═════ Input material
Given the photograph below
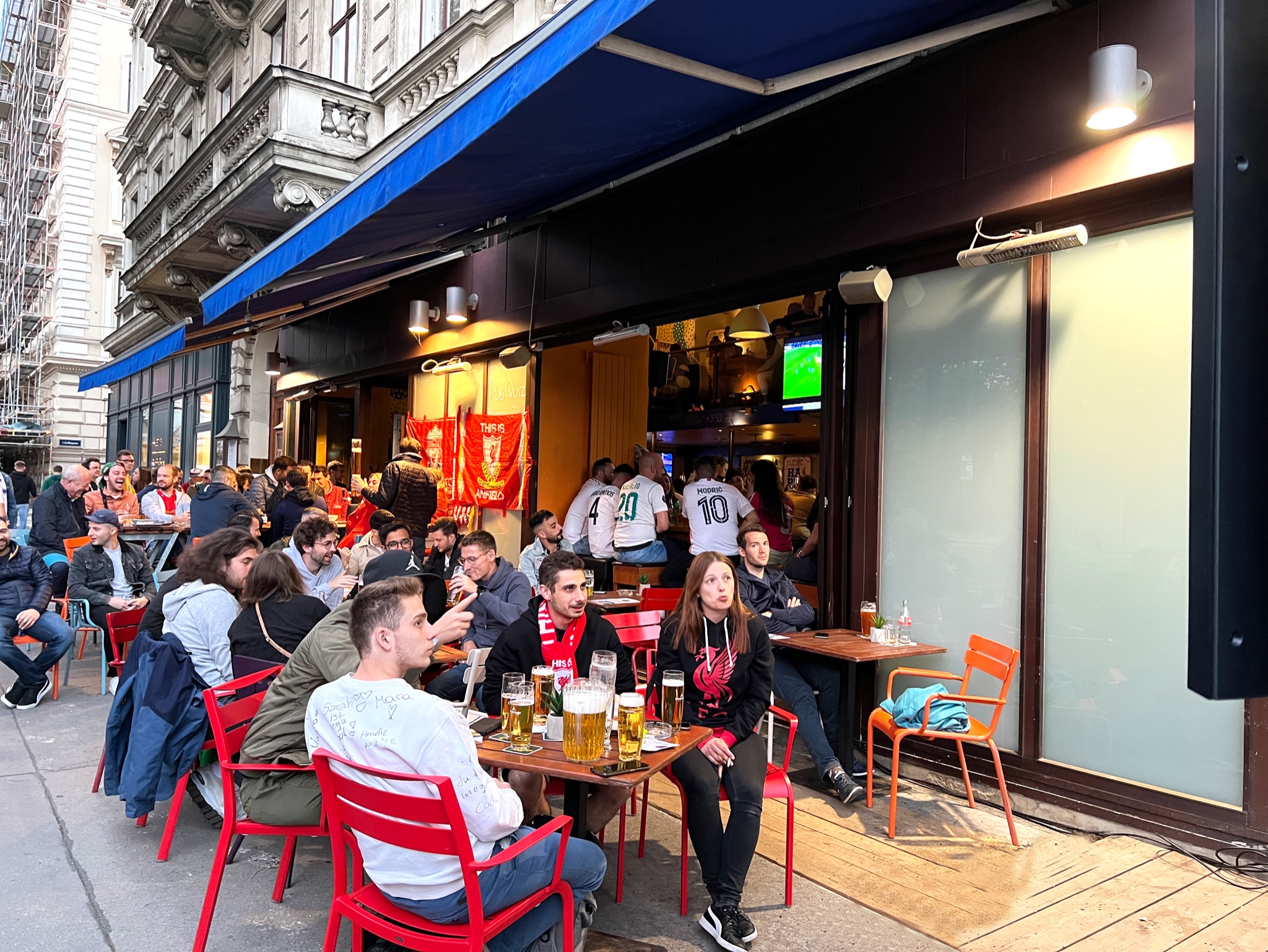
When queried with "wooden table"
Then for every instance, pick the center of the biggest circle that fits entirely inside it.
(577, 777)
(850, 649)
══════════
═════ Input material
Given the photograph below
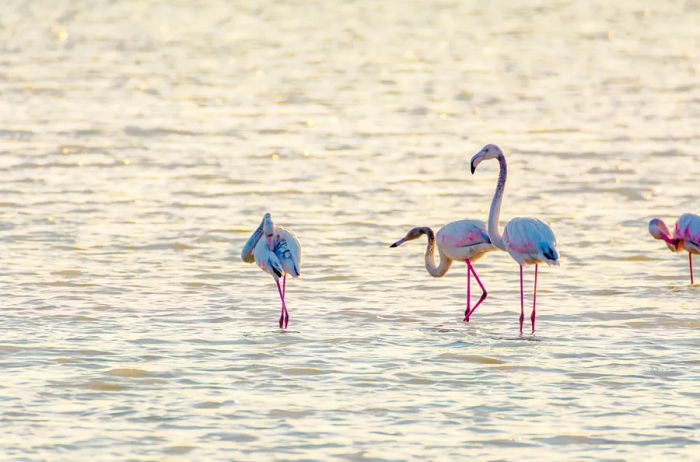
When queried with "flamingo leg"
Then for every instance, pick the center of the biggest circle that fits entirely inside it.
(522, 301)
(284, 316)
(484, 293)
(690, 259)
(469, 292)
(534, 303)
══════════
Pull out each line above that contains the string "queried". Case counts.

* **Exercise output**:
When queried with "wooden table"
When queried with "flamingo leg"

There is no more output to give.